◆ Document excerpt

Segment Open

Raúl Manuel Grijalva (; born February 19, 1948) is an American politician and activist who has served as the United States representative for  from 2003 to 2023 and  from 2023 present. He is a member of the Democratic Party. The district, numbered as the 7th from 2003 to 2013, includes the western third of Tucson, part of Yuma and Nogales, and some peripheral parts of metro Phoenix. Grijalva is the dean of Arizona's congressional delegation.

Early life, education and career
Raúl Grijalva's father was a migrant worker from Mexico who entered the United States in 1945 through the Bracero Program and labored on southern Arizona ranches. Grijalva was born on Canoa Ranch, 30 miles south of Tucson. He graduated from Sunnyside High School in 1967 and is a 2004 inductee to the Sunnyside High School Alumni Hall of Fame. He attended the University of Arizona and earned a bachelor's degree in sociology.

Grijalva was an Arizona leader of the Raza Unida Party. According to Armando Navarro's history of the party, "Grijalva was so militant that he alienated some members of Tucson's Mexican-American community. After losing in his first bid for elective office, a 1972 run for a seat on the school board, he began to cultivate a less radical image."

In 1974, Grijalva was elected to the Tucson Unified School District board and served until 1986. Grijalva Elementary School in Tucson was named for him in 1987. From 1975 to 1986, Grijalva was the director of the El Pueblo Neighborhood Center, and in 1987 he was Assistant Dean for Hispanic Student Affairs at the University of Arizona. Grijalva was a member of the Pima County Board of Supervisors from 1989 to 2002, and served as chair from 2000 to 2002. He resigned as a supervisor in 2002 to run for Congress.

U.S. House of Representatives

Tenure

114th Congress (2015–17)
In 2015, Grijalva settled a complaint accusing him of drunkenness and a "hostile workplace environment" with a female staffer who had been at her job for three months. The $48,000 payment was made from House of Representatives funds.

116th Congress (2019–2021) 
For his tenure as the chair of the House Natural Resources Committee in the 116th Congress, Grijalva earned an "A" grade from the nonpartisan Lugar Center's Congressional Oversight Hearing Index.

In 2019, Grijalva was the subject of an Ethics Committee probe relating to his alcoholism and creating a "hostile workplace". He has repeatedly come under fire for alcohol use, but has denied alcoholism.

117th Congress (2021–23)
Grijalva was at the U.S. Capitol on January 6, 2021, to certify the 2020 presidential electoral college votes when the Capitol was attacked by Donald Trump supporters. Moments after Grijalva finished speaking in support of certifying Arizona's votes, insurrectionists started banging on the doors of the House chambers. He called the attack "one of the darkest and most shameful days of our republic" and the perpetrators "domestic terrorists". Grijalva blamed President Donald Trump for inciting the attack and called for the 25th Amendment to be invoked to remove Trump from office. After the 25th Amendment was not invoked, Grijalva supported impeaching Trump a second time. He voted to impeach Trump again on January 13, 2021.

Segment Closed

[Referring-expression data]
Segment Open

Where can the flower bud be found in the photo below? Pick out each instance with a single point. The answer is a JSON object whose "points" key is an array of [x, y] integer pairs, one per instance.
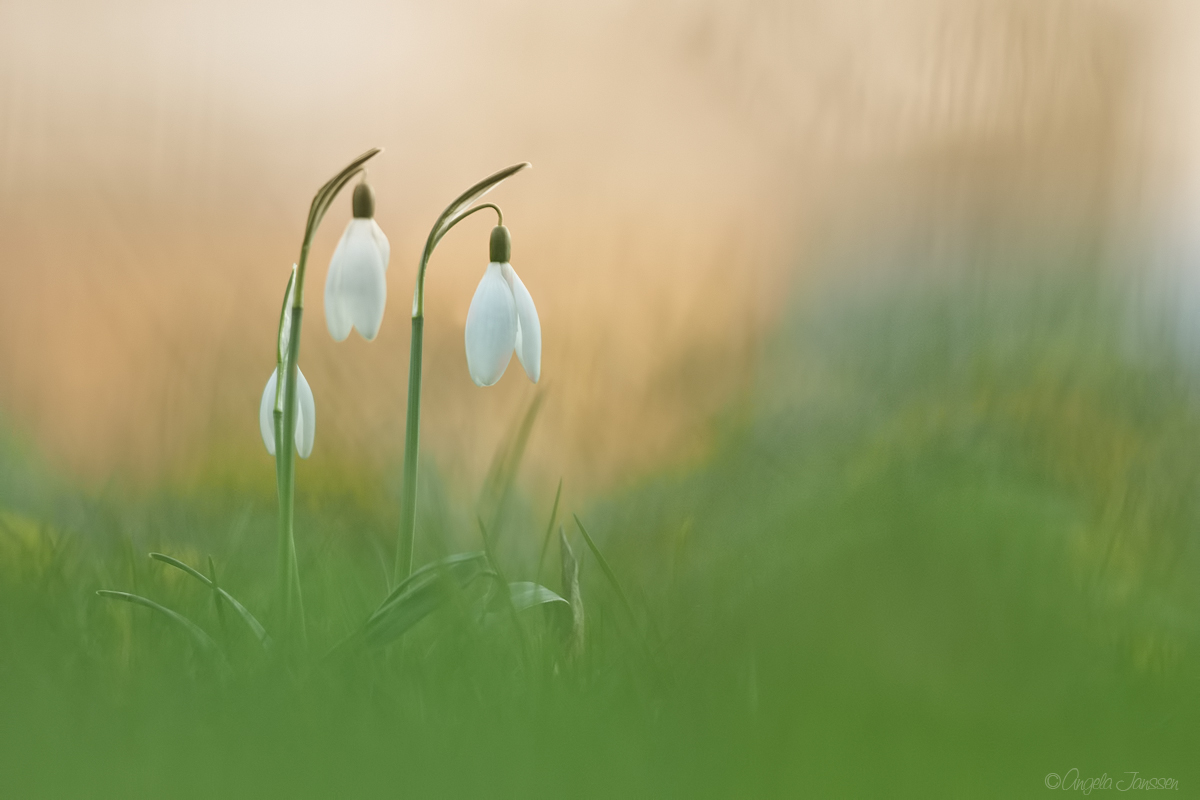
{"points": [[502, 245], [363, 204]]}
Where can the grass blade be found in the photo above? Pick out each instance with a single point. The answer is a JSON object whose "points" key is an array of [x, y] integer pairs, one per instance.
{"points": [[503, 470], [195, 630], [261, 633], [571, 590], [550, 529], [526, 594], [420, 595], [607, 570]]}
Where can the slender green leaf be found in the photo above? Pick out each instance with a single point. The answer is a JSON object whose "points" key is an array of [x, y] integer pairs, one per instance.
{"points": [[285, 334], [421, 594], [251, 621], [550, 529], [455, 210], [607, 570], [526, 594], [195, 630], [571, 591], [325, 194], [503, 471]]}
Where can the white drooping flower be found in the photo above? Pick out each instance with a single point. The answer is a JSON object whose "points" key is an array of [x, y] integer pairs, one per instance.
{"points": [[306, 414], [502, 319], [355, 288]]}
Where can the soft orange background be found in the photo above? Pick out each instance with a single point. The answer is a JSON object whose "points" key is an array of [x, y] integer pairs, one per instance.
{"points": [[691, 160]]}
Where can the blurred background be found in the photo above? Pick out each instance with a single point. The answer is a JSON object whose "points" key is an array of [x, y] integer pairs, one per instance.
{"points": [[871, 360], [697, 166]]}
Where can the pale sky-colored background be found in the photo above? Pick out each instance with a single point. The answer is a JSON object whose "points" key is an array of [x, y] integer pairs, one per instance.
{"points": [[693, 162]]}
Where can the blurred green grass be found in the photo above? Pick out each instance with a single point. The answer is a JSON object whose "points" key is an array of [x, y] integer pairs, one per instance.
{"points": [[943, 547]]}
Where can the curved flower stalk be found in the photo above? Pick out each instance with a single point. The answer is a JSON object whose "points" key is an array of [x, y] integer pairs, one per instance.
{"points": [[491, 338], [502, 319], [293, 414], [355, 288]]}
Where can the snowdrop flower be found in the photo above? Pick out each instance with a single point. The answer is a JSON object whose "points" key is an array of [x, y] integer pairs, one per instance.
{"points": [[355, 289], [306, 414], [502, 319]]}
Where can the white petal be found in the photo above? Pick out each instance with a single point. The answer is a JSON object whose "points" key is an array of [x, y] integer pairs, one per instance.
{"points": [[491, 328], [382, 244], [337, 320], [528, 342], [267, 413], [306, 416], [357, 290]]}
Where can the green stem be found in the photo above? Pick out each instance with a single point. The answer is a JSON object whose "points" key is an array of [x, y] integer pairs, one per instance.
{"points": [[292, 601], [454, 214], [412, 444]]}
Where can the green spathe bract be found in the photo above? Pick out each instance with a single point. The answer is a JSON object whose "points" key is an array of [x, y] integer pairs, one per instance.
{"points": [[454, 214], [291, 600]]}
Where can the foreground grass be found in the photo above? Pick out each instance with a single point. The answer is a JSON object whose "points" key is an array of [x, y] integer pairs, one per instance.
{"points": [[945, 549]]}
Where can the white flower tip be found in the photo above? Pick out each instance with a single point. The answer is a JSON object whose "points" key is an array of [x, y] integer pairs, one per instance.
{"points": [[491, 329]]}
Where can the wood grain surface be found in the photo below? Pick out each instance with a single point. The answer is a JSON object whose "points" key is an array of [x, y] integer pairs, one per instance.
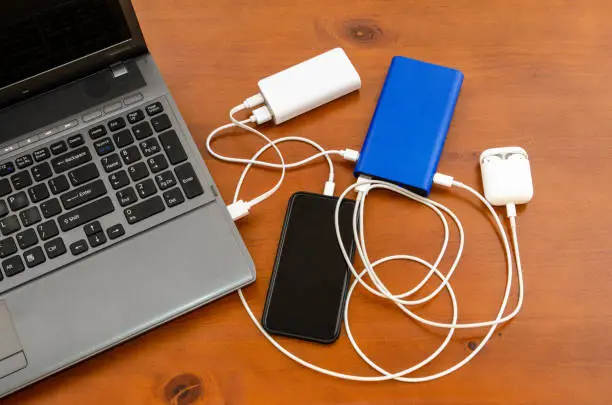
{"points": [[537, 74]]}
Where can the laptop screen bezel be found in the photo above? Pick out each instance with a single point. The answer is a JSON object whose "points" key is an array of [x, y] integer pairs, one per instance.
{"points": [[81, 67]]}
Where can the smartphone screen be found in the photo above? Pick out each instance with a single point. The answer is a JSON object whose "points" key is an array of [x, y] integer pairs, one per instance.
{"points": [[308, 287]]}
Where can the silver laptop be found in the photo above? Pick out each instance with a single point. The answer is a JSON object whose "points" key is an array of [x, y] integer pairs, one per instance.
{"points": [[110, 223]]}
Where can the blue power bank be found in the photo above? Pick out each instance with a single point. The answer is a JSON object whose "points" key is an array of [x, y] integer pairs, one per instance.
{"points": [[409, 127]]}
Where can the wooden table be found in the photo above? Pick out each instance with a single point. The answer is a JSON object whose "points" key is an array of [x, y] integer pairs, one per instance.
{"points": [[537, 74]]}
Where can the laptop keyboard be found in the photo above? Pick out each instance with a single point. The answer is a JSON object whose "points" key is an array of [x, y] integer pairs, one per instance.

Segment Closed

◆ Work task A
According to the Raúl Grijalva article, what degree did he earn at the University of Arizona?
◆ Work task B
Please copy the part of the Raúl Grijalva article starting with "Grijalva was an" and going on through "run for Congress.".

◆ Output A
A bachelor's degree in sociology.

◆ Output B
Grijalva was an Arizona leader of the Raza Unida Party. According to Armando Navarro's history of the party, "Grijalva was so militant that he alienated some members of Tucson's Mexican-American community. After losing in his first bid for elective office, a 1972 run for a seat on the school board, he began to cultivate a less radical image."

In 1974, Grijalva was elected to the Tucson Unified School District board and served until 1986. Grijalva Elementary School in Tucson was named for him in 1987. From 1975 to 1986, Grijalva was the director of the El Pueblo Neighborhood Center, and in 1987 he was Assistant Dean for Hispanic Student Affairs at the University of Arizona. Grijalva was a member of the Pima County Board of Supervisors from 1989 to 2002, and served as chair from 2000 to 2002. He resigned as a supervisor in 2002 to run for Congress.